Fragmento proporcionado:

Para qué sirve un banco
Paseas por la calle, o caminas con relativa tranquilidad, y miras. Y si no miras, empieza a mirar, que se ven muchas cosas.
Miras esos listones alargados y hechos de madera (los que aún tienen la suerte de ser de madera, soy una nostálgica) que están anclados a cualquier acera. Quietos y siempre inmunes a todo lo que ven y escuchan. Con todo lo que ven y escuchan.
La gente por Gran Vía mirando a ningún lado pero yendo a muchos sitios sin llegar a estar en ninguno y los bancos ahí, esperando. Esperan a que estés a punto de caerte para que por fin pares, que son 5 segundos, y pongas tu pie encima de él para atarte los cordones. Esperan a que no encuentres los auriculares y no te quede otra que apoyar en él el bolso en el banco para buscarlos. No vaya a ser que escuchando a la vida te enteres de lo que pasa ahí fuera. También esperan a que caiga el sol, a que el ajetreo se frene y empiece la otra actividad. Entonces los bancos sirven para otras cosas.
Un banco sirve para ser cama, por ejemplo. Como Audrey Hepburn, la princesa Anne en Vacaciones en Roma, que cansada de dormir en un palacio (porque dormir también cansa) se escapa y se pone a dormir en un banco. En esa escena, entra un taxi en el plano y sale de él un señor que ordena al taxista parar para ayudarla. Para ayudarla despertándola. ¿Cuándo ha ayudado eso? Él le dice que no es buena idea que se quede ahí, que está borracha. A lo que ella le contesta que no gracias, que no está embriagada (con esa voz suya), que está durmiendo.

Material proporcionado:
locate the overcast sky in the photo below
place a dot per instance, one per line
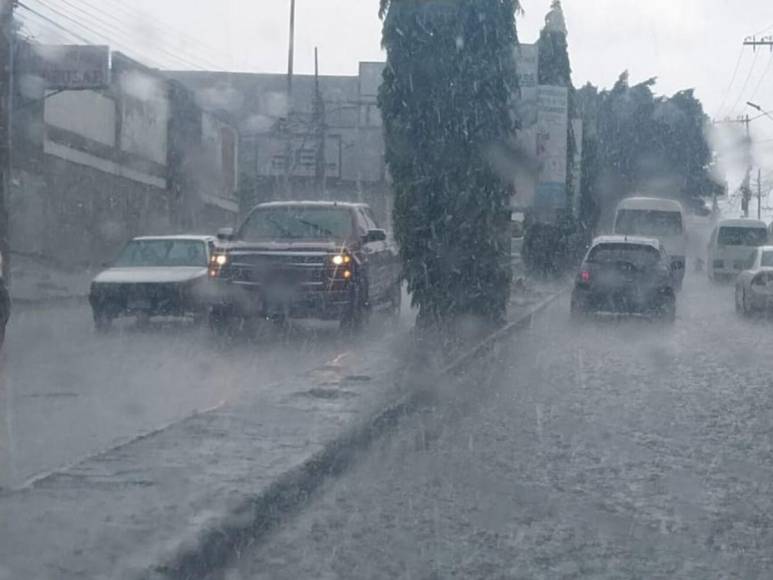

Tareas:
1: Vuelve a escribir el texto sobre los bancos desde "Un banco sirve" hasta "que está durmiendo.", ambas partes incluidas.
2: Reescribe de forma más breve el párrafo del texto sobre los bancos que empieza con "La gente por Gran Vía", conservando sus datos principales.
3: Escribe la continuación del texto sobre para qué sirve un banco, empezando después de su última frase.

Respuestas del ejercicio:
1:
Un banco sirve para ser cama, por ejemplo. Como Audrey Hepburn, la princesa Anne en Vacaciones en Roma, que cansada de dormir en un palacio (porque dormir también cansa) se escapa y se pone a dormir en un banco. En esa escena, entra un taxi en el plano y sale de él un señor que ordena al taxista parar para ayudarla. Para ayudarla despertándola. ¿Cuándo ha ayudado eso? Él le dice que no es buena idea que se quede ahí, que está borracha. A lo que ella le contesta que no gracias, que no está embriagada (con esa voz suya), que está durmiendo.

2: En la Gran Vía la gente va a muchos sitios sin mirar a ningún lado, y los bancos esperan. Esperan a que pares unos 5 segundos para atarte los cordones con el pie sobre ellos, o a que apoyes el bolso para buscar los auriculares. También esperan a que caiga el sol y se frene el ajetreo. Entonces sirven para otras cosas.

3:
Un banco también sirve como cama para más gente. La diferencia es que estos no huyen de ningún lado y menos, palacios. Más bien lo buscan. Personas que encuentran en una calle o en un parque su zona residencial. Los ves pero te esfuerzas en no mirarles. De repente ese banco tan público es algo muy privado. Y si miras mucho, sientes que invades su intimidad.
Lo mismo pasa con la gente que queda en un banco. Esas citas tan públicas pero tan íntimas. Hay pocas ya, pero hay. Yo me di mi primer beso en un banco. Pero no lo vi venir y estaba masticando chicle. Es un dato que nadie me ha pedido, pero yo lo doy. Y no. No lo pegué por debajo del banco de forma disimulada, sutil y elegante en un intento de remontar aquello. Como una señora con no muchos años, me levanté, bien digna, y tiré el chicle a la papelera que había cerca. Siempre hay papeleras cerca de los bancos. Fíjense. Y tiene sentido. Si quedas para dar una vuelta, o paras o te mareas. Eso es así. Y para eso están los bancos, para parar. Y por si acaso no paras a tiempo: papelera.
A cierta horas, según la edad que tengan las personas que lo habitan, los bancos se llenan de citas. Cuanta menos luz, más edad. Es inversamente proporcional. Pero las citas que vengo viendo últimamente no me dan envidia. ¿En un banco? No hombre, no.
Pero principalmente no me dan envidia porque la gente que veo que intercambia puntos de vista con el cuerpo, sufre. Los brazos de uno dicen muy efusivos que eso no es así, y el otro responde con la espalda apoyada en la madera y la mirada un poco baja, que ya, que bueno.
Paso por el lado de muchos de esos bancos y pienso lo mismo: Mucho drama y poca diversión.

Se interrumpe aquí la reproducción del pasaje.